START PROVIDED TEXT

ATSX (All Terrain Skate Cross Federation) is the organization that sanctions ice cross downhill competitions since 2019.  Previous events were known as Red Bull Crashed Ice.

Races

ATSX1000 

The ATSX 1000 offers the highest international competition level. Access to an ATSX 1000 competition is restricted. Only competitors in accordance with the 201 Limitation of participation at ATSX 1000 rule will be invited to take part in an ATSX 1000 race. An ATSX 1000 race shall host a competition for all categories (Men, Women, Junior). The ATSX 1000 races allow competitors to earn points to the World Ranking and the World Championship.

Points obtained at an ATSX 1000 race range from 1000pts for the 1st place and down to 2.375pts for the 200th place. The points will be tallied and shall be added to the World Ranking update of the ATSX World Ranking.

ATSX500 and ATSX250 
ATSX 500 and 250 races were formally known as Riders Cup races, and are worth 500 and 250 points respectively. With its establishment, ATSX 1000 competitors must qualify through racing in ATSX 500 and ATSX 250 races.

Points obtained at an ATSX 500 race range from 500pts for the 1st place and down to 2.375pts for the 200th place.

Points obtained at an ATSX 250 race range from 250pts for the 1st place and get down to 1.1875pts for the 200th place.

ATSX100 
The ATSX 100 level generally corresponds to the National Championship level races. The National Championship races allow competitors to earn points solely to the World Ranking. competitors of all nationalities are invited to participate in a National Championship race. The National Championship hosting organization can decide to set an independent National ranking involving only their National competitors. In this case, it needs to be done under the supervision of the respective National Federation with the approbation of the ATSX.

Points obtained at an ATSX 100 race range from 100pts for the 1st place and down to 0.475pts for the 200th place. Athlete can participate in many ATSX100 races however, only the best result from the competitor's ATSX100 races will remain in the competitor's World Ranking points calculation.

END PROVIDED TEXT
START PROVIDED DATA

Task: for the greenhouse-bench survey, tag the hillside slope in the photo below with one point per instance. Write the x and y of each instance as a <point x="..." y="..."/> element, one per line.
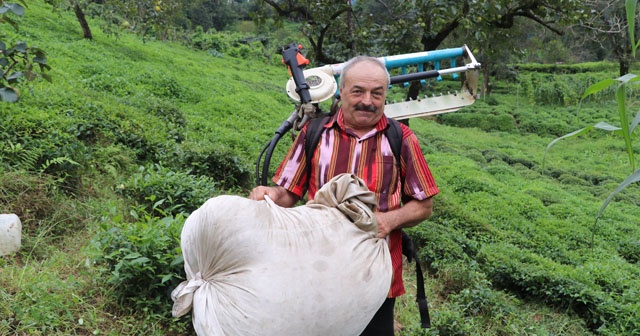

END PROVIDED DATA

EXERCISE REQUIREMENTS | Write out the passage of the ATSX text between "ATSX (All Terrain" and "Bull Crashed Ice.", inclusive, with no changes.

EXERCISE ANSWER |
ATSX (All Terrain Skate Cross Federation) is the organization that sanctions ice cross downhill competitions since 2019.  Previous events were known as Red Bull Crashed Ice.